**EXTRAIT FOURNI**
Aujourd’hui directeur de l’éthique et de la conformité au sein de Dassault Systèmes, Emmanuel Dupic a eu une carrière riche et multiple. Pour la LJA, il explique ce qui l’a conduit des prétoires à l’entreprise, en passant par les cabinets ministériels. Portrait.

C’est dans la Sarthe, au Mans, qu’Emmanuel Dupic a grandi. Ses parents ne sont pas juristes, son père est policier et sa mère aide-soignante, mais il est le petit-fils d’Arlette Dupic, l’une des premières femmes magistrates de France, agrégée de droit, pour le parcours de laquelle il a une sorte de fascination. L’histoire de sa grand-mère et aussi celle de son grand-père, figure de la Résistance, membre après-guerre des services secrets (DST), le conduisent vers les bancs de la fac de droit, après un baccalauréat scientifique. Il s’oriente d’abord vers le droit public car il souhaite rejoindre l’administration et passe le concours d’inspecteur du Trésor public, mais, rapidement, il s’ennuie à l’École des Finances publiques et comprend que ce n’est pas sa voie. Un an plus tard, il tente l’École nationale de la magistrature. Ce sera donc Bordeaux, puis Paris, avec deux ans de stage passionnant. « À l’occasion de mon stage de juge d’instruction, J’ai rencontré Joseph Joffo, l’auteur du fameux livre « Un sac de billes », à l’occasion d’une affaire, et j’ai eu l’occasion de rencontrer Christine Deviers-Joncour dans le cadre de l’affaire Roland Dumas », se rappelle-t-il. C’est lors de ce stage qu’il est attrapé par le droit pénal. C’est l’époque des grandes affaires politico-financières, et l’idée d’une justice qui s’applique à tous plaît au jeune auditeur, qui prend son premier poste comme substitut du procureur au parquet de Metz en Lorraine.

**DONNÉES ENREGISTRÉES**
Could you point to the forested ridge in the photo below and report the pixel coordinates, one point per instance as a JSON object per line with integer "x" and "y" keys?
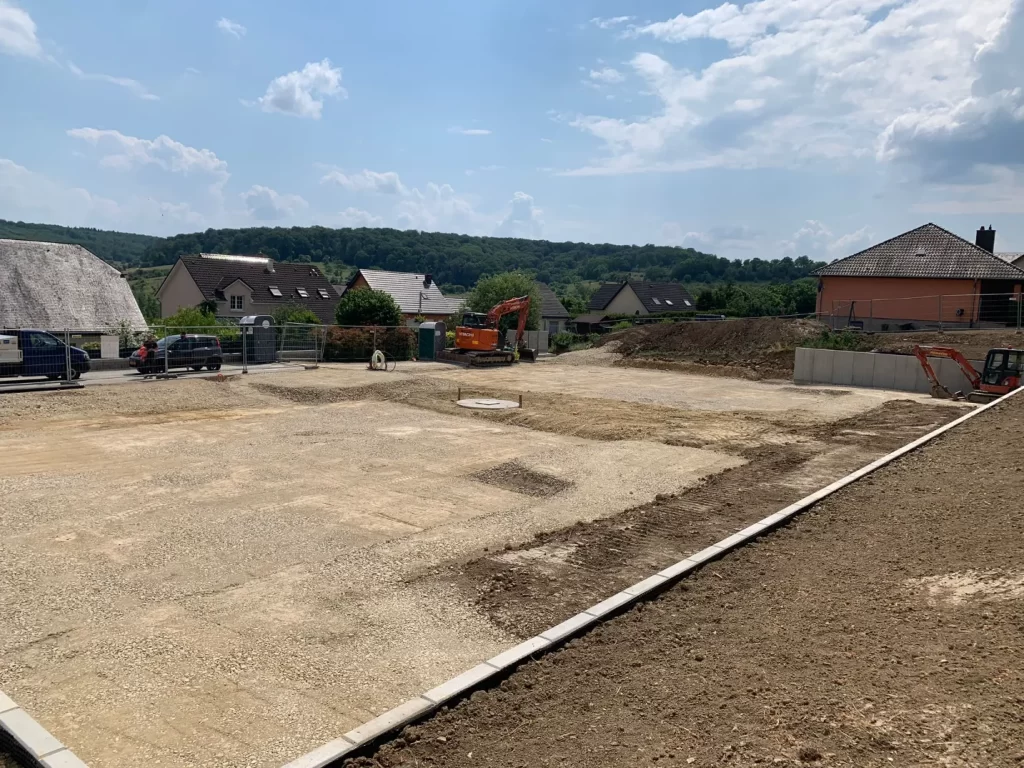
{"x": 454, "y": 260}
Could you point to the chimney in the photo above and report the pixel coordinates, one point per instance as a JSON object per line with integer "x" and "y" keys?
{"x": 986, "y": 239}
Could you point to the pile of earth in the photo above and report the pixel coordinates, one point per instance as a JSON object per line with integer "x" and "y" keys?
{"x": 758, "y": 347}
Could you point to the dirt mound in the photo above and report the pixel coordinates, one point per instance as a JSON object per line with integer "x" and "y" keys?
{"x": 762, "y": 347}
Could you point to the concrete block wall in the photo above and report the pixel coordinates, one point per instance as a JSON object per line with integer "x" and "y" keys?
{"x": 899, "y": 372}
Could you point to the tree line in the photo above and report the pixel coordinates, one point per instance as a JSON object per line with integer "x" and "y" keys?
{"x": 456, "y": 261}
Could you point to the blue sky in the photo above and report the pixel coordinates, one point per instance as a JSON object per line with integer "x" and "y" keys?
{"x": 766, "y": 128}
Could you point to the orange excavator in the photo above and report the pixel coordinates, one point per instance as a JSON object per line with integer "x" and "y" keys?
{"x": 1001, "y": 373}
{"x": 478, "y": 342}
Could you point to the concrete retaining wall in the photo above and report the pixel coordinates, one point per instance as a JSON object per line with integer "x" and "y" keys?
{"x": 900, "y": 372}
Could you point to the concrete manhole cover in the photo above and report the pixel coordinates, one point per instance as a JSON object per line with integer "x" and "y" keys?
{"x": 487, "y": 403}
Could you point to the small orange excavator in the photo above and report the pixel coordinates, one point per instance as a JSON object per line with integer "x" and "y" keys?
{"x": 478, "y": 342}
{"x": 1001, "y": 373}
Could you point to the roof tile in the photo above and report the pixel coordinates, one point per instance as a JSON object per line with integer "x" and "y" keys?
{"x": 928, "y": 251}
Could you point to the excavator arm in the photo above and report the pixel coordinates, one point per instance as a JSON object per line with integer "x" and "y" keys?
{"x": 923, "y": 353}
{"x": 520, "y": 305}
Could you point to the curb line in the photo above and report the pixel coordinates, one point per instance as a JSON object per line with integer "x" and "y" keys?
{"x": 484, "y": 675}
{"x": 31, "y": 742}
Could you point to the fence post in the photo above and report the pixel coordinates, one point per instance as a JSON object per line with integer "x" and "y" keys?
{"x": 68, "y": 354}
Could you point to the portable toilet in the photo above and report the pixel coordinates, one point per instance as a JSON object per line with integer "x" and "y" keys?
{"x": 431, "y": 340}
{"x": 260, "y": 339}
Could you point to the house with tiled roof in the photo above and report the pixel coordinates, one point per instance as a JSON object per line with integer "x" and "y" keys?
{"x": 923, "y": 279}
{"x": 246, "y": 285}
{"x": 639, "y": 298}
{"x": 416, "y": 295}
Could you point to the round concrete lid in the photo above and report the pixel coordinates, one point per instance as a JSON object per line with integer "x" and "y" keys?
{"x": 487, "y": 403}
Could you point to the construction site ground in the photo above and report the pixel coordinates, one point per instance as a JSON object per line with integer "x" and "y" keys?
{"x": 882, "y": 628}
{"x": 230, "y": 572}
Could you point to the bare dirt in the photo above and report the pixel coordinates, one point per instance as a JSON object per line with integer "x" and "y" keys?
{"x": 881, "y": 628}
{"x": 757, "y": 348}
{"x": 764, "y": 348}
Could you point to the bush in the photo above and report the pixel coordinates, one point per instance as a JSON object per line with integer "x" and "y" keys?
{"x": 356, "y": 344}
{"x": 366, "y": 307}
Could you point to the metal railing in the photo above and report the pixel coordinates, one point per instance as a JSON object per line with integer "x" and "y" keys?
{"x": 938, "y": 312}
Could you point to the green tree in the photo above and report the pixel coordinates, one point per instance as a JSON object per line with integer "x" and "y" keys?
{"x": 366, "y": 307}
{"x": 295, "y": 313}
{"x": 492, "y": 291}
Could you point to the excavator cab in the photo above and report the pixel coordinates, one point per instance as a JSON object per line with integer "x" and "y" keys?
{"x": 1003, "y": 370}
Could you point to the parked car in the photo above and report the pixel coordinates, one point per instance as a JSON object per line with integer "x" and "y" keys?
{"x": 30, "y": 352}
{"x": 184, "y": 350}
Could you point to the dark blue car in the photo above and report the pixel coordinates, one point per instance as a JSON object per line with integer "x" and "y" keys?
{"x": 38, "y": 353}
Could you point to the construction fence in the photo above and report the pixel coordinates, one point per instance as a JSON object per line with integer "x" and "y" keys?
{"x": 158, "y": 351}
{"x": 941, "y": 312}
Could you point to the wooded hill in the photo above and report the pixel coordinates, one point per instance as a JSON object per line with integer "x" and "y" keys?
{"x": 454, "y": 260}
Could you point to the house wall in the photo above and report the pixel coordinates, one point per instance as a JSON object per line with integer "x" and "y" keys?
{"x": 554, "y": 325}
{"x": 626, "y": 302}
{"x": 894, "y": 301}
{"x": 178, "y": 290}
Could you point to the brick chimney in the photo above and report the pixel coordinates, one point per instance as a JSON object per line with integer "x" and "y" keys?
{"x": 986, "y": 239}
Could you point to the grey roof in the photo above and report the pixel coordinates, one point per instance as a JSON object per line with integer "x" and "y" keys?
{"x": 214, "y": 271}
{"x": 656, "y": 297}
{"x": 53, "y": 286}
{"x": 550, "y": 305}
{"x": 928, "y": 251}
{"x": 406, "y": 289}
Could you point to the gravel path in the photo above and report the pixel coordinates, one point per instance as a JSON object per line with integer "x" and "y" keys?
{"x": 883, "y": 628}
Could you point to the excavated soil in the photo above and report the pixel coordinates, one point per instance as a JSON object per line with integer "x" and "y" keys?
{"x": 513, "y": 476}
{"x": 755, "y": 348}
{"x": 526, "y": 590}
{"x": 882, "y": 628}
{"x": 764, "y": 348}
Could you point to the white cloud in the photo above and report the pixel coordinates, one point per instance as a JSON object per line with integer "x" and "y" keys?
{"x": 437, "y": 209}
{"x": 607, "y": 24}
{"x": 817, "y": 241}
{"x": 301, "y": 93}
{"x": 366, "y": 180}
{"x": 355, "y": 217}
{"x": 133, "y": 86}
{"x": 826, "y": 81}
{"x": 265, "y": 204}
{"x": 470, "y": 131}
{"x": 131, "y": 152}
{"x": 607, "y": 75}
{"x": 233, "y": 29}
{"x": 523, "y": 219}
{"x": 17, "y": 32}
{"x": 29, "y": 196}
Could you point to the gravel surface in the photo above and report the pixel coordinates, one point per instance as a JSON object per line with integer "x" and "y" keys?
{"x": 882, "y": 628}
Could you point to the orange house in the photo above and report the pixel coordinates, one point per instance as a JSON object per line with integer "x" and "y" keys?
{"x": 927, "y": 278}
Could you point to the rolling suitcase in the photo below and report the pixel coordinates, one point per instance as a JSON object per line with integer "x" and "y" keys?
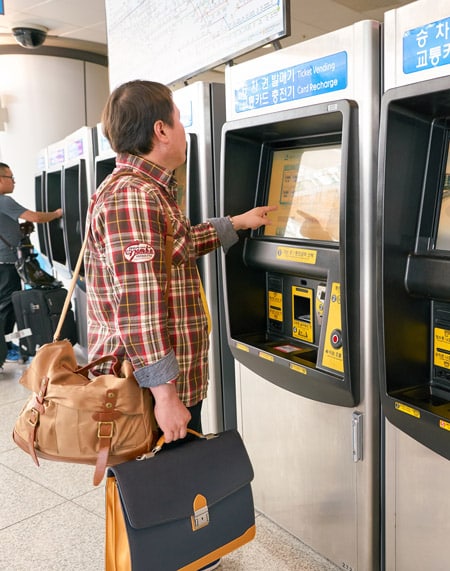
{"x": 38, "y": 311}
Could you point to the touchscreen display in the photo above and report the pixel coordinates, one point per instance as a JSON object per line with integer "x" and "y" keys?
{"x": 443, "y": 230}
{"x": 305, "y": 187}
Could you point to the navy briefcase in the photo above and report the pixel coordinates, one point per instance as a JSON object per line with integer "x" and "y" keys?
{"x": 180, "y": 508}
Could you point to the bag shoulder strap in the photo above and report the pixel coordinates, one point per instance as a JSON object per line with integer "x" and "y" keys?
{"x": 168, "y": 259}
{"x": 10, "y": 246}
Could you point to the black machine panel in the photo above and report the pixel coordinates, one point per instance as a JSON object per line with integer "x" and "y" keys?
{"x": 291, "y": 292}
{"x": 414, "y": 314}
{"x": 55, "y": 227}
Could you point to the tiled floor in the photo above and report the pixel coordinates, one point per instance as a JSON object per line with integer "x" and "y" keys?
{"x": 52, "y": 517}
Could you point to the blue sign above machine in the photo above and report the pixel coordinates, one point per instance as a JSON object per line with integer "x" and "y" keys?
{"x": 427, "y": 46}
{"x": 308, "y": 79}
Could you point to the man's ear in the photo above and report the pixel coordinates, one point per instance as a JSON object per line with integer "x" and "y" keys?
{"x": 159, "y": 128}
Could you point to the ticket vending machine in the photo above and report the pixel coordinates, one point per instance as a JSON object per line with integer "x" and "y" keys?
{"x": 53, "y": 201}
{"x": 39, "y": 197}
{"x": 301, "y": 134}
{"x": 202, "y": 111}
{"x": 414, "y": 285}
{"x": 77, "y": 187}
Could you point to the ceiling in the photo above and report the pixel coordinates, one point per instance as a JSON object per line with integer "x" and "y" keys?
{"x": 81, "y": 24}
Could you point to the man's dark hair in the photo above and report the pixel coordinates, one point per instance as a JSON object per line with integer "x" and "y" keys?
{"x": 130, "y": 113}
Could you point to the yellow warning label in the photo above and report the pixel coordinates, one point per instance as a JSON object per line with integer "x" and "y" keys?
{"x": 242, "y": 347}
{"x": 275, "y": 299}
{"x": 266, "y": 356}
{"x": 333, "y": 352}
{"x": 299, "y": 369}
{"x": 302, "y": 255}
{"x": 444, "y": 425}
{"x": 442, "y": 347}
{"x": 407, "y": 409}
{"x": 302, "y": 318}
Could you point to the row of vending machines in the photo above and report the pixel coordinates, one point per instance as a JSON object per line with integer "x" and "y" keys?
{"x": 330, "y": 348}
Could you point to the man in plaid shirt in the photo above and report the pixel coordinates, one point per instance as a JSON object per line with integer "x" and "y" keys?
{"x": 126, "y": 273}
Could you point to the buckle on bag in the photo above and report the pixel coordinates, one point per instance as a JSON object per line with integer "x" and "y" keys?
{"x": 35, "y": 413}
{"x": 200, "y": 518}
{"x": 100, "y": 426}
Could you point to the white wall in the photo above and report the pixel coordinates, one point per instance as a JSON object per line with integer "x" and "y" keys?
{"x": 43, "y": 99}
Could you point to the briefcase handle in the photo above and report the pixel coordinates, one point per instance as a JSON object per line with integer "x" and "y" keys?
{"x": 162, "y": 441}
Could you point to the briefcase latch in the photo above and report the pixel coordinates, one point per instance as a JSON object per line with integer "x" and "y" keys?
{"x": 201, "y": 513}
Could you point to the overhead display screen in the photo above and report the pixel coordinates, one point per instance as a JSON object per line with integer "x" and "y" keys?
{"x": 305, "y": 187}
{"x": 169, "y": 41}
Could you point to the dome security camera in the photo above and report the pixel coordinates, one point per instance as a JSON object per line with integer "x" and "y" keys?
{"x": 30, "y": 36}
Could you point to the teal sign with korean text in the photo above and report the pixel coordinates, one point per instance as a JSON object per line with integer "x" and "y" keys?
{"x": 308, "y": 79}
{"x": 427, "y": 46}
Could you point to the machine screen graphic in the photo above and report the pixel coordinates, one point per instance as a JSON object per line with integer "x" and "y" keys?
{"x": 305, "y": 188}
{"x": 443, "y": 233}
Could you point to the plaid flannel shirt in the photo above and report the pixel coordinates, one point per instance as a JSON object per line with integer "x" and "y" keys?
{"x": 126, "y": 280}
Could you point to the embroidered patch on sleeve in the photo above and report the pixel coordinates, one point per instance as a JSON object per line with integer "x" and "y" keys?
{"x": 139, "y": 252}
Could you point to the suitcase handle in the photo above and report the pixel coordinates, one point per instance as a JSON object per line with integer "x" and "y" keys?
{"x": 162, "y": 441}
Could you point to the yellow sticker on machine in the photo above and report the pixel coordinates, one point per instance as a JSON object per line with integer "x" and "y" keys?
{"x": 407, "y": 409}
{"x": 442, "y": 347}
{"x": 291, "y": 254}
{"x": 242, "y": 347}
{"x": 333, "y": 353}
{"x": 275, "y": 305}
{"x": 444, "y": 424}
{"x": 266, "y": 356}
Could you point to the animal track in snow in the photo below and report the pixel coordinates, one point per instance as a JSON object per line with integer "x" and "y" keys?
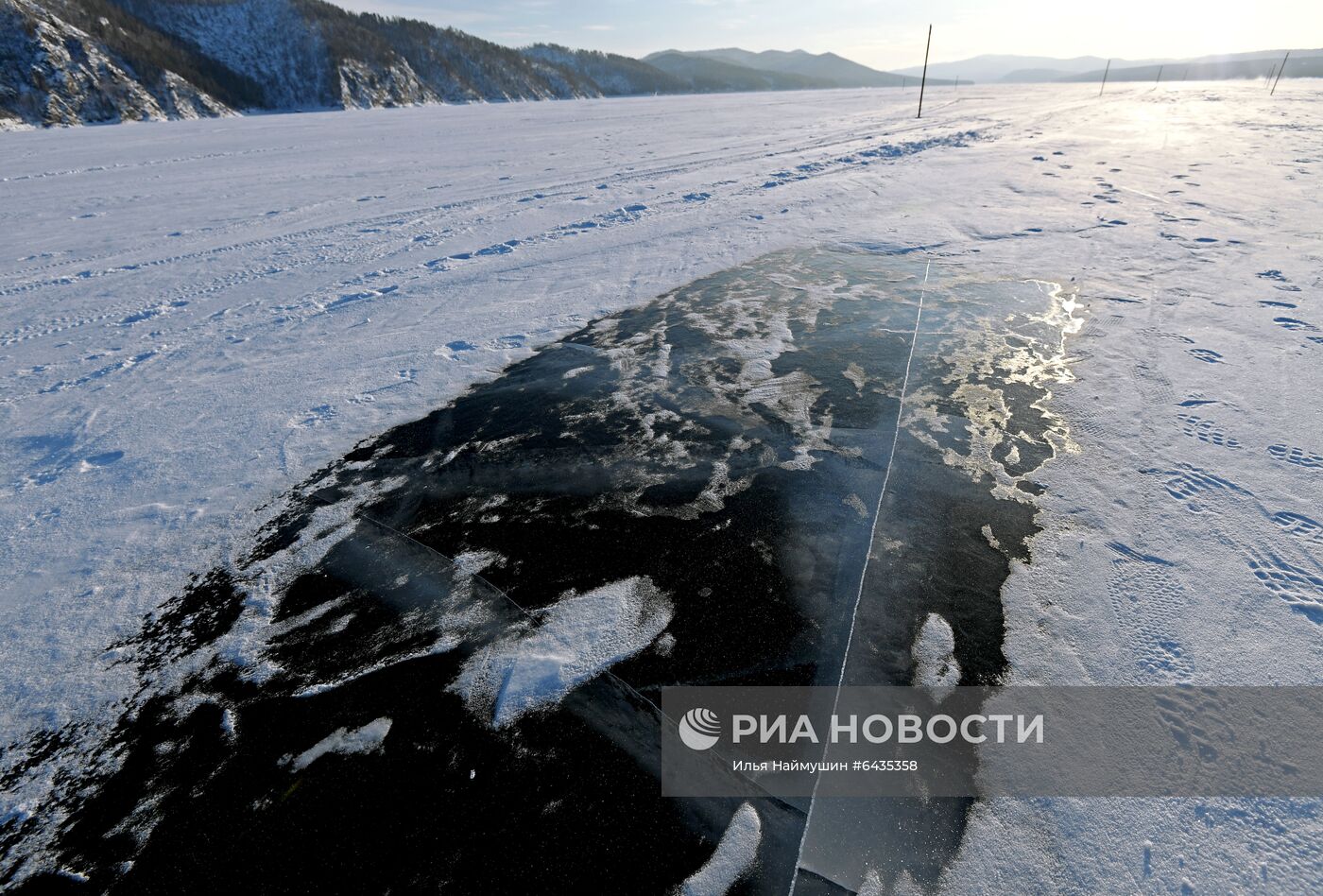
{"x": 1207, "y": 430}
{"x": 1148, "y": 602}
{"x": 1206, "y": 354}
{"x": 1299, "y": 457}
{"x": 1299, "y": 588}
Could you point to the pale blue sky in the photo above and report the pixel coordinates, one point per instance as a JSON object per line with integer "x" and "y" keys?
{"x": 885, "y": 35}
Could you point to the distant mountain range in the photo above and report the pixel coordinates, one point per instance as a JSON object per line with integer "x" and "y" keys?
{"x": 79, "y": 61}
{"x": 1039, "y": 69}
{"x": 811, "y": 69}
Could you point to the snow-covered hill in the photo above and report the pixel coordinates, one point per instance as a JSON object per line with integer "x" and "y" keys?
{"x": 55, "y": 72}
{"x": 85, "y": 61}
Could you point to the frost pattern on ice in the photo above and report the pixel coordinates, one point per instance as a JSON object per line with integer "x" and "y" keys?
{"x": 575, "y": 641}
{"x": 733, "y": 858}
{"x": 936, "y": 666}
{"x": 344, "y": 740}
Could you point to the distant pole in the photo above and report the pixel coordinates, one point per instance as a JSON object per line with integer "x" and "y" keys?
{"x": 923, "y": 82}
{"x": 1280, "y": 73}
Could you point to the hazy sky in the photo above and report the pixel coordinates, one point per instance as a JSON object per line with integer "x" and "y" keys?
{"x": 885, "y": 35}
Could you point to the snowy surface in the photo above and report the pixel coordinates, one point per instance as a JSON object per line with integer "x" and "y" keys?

**TRAVAIL À FAIRE**
**a.** Dans le portrait d'Emmanuel Dupic, reprenez le passage commençant par « Aujourd’hui directeur de » et finissant par « cabinets ministériels. Portrait. », en substituant « son groupe » à « Dassault Systèmes ».
**b.** Répondez à ces questions sur le portrait d'Emmanuel Dupic :
(i) Quel métier exerçait son père ?
(ii) Quel concours a-t-il passé avant de tenter l'École nationale de la magistrature ?
(iii) Quel a été son premier poste ?
Les données ne jouent aucun rôle ici.

**SOLUTIONS**
**a.**
Aujourd’hui directeur de l’éthique et de la conformité au sein de son groupe, Emmanuel Dupic a eu une carrière riche et multiple. Pour la LJA, il explique ce qui l’a conduit des prétoires à l’entreprise, en passant par les cabinets ministériels. Portrait.

**b.**
(i) Policier.
(ii) Le concours d'inspecteur du Trésor public.
(iii) Substitut du procureur au parquet de Metz, en Lorraine.